■ **To do**:
Reproduce each of the entries below word for word, without changing any line.

■ **Extracted information**:
#####

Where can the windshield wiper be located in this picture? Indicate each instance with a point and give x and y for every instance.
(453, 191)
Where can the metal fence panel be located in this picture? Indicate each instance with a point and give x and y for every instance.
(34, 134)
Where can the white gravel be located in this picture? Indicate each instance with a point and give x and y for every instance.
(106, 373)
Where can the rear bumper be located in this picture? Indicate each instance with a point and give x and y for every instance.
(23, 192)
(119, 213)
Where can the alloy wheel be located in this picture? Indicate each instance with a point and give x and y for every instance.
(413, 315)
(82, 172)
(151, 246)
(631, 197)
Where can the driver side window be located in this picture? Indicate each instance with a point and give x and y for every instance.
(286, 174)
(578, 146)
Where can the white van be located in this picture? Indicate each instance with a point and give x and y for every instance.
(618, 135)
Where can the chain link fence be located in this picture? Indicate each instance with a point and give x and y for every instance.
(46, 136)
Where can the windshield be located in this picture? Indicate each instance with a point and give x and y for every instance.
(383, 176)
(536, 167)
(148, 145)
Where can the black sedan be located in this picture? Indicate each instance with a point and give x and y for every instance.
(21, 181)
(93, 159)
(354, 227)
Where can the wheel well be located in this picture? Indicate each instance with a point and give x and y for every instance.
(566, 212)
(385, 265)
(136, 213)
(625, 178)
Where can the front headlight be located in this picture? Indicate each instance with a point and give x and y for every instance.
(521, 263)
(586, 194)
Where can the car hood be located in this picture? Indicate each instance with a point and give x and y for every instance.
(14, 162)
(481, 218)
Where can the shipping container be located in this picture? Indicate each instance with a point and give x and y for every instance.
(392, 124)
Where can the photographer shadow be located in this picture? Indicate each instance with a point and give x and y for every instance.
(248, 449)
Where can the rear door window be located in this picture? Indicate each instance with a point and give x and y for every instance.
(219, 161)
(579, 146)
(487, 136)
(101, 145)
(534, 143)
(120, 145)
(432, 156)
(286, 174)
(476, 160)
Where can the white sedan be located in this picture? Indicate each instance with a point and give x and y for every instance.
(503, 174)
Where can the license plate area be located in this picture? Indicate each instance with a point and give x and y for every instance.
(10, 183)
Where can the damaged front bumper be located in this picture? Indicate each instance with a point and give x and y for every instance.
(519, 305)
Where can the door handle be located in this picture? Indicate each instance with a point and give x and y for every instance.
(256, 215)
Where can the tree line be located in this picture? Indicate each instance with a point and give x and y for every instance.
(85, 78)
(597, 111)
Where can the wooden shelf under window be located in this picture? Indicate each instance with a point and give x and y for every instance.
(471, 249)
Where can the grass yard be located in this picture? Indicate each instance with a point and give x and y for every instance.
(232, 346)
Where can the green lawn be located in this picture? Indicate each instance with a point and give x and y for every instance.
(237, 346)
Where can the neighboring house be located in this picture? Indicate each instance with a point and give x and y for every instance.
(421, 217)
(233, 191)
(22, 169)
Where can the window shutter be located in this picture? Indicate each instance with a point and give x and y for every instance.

#####

■ **Reply to the task**:
Where can the windshield wiper be located in this picture? Indicate each instance with a point and give x and y for every instance.
(453, 191)
Where can the metal fence panel be located in this picture? Indicate each instance with a point and give x and y for every instance.
(34, 134)
Where can the white gravel be located in this picture? Indicate each instance with a point and give x and y for every instance.
(106, 373)
Where can the rear bumper be located in this picture? Indicate each instance with a point and give x and y for every instance.
(23, 192)
(119, 213)
Where can the alloy wheel be located in this picture? Indicate each instance with a point and give x and y for every instance.
(413, 315)
(82, 172)
(151, 246)
(631, 197)
Where can the driver side window be located in this picture? Indicate each instance with a point and give x and y for every instance.
(286, 174)
(578, 146)
Where can the white van be located in this picture? Indicate each instance with a point and give x and y for every instance.
(618, 135)
Where can the chain link fence be located in this picture? Indicate each instance with a point and give x and y for every instance.
(46, 136)
Where can the windshield be located in this picture? Indicate each instance with a point and give x and y for every instance.
(383, 176)
(536, 167)
(148, 145)
Where can the black sedan be located in this picture? Indicate each instance with a point and give x and y for every instance.
(21, 181)
(93, 159)
(354, 227)
Where can the wheel well be located in this picture? Indicate each instance with a point and give x and y for every instance.
(566, 212)
(385, 265)
(136, 213)
(625, 178)
Where can the front headlight be located in this picture? Indicate each instance with a point and give x and y for every instance.
(521, 263)
(586, 194)
Where can the car hood be located in this picture? Indicate each instance with a point and give x and y for every instance.
(14, 162)
(481, 218)
Where can the shipping container be located in this picture? Indicate each instance with a point and give x and y for every instance.
(392, 124)
Where can the photographer shadow be located in this picture? Indicate each instance with a point and give x and y for every instance.
(248, 449)
Where can the rear door window be located in this picture? Indicate each instance with a point and give x and y for every instance.
(219, 161)
(579, 146)
(487, 136)
(101, 145)
(534, 143)
(120, 145)
(432, 156)
(286, 174)
(476, 160)
Where can the white sedan be located in this picture? Indicate each instance with a point and give x and y for every instance.
(503, 174)
Where can the license plate area be located in this picture? Indicate each instance with a point and give x and y for every instance.
(10, 183)
Where can the damaged front bumper be located in this picture? Indicate each instance with a point and give x and y for every instance.
(519, 305)
Where can the door handle be located in this picture? Indicate each instance with a point and give x and y for every instance.
(256, 215)
Where can the tree line be located in this picture? Indicate each instance with a point and give x and y for every instance.
(85, 78)
(597, 111)
Where can the wooden shelf under window be located in this picture? Indicate each instance with a point and give x and y for every instance.
(471, 249)
Where can the grass yard be located in this picture? Indicate each instance with a point and give x and y for every instance.
(232, 346)
Where can the green lawn be located in this picture? Indicate each instance with a point and give x and y for every instance.
(237, 346)
Where can the neighboring house be located in this picture? Indicate each instance with a point and give x and y for every instance.
(421, 217)
(233, 191)
(22, 169)
Where can the window shutter be located in this picture? Indicate each instance with a point and give x and y for every instance.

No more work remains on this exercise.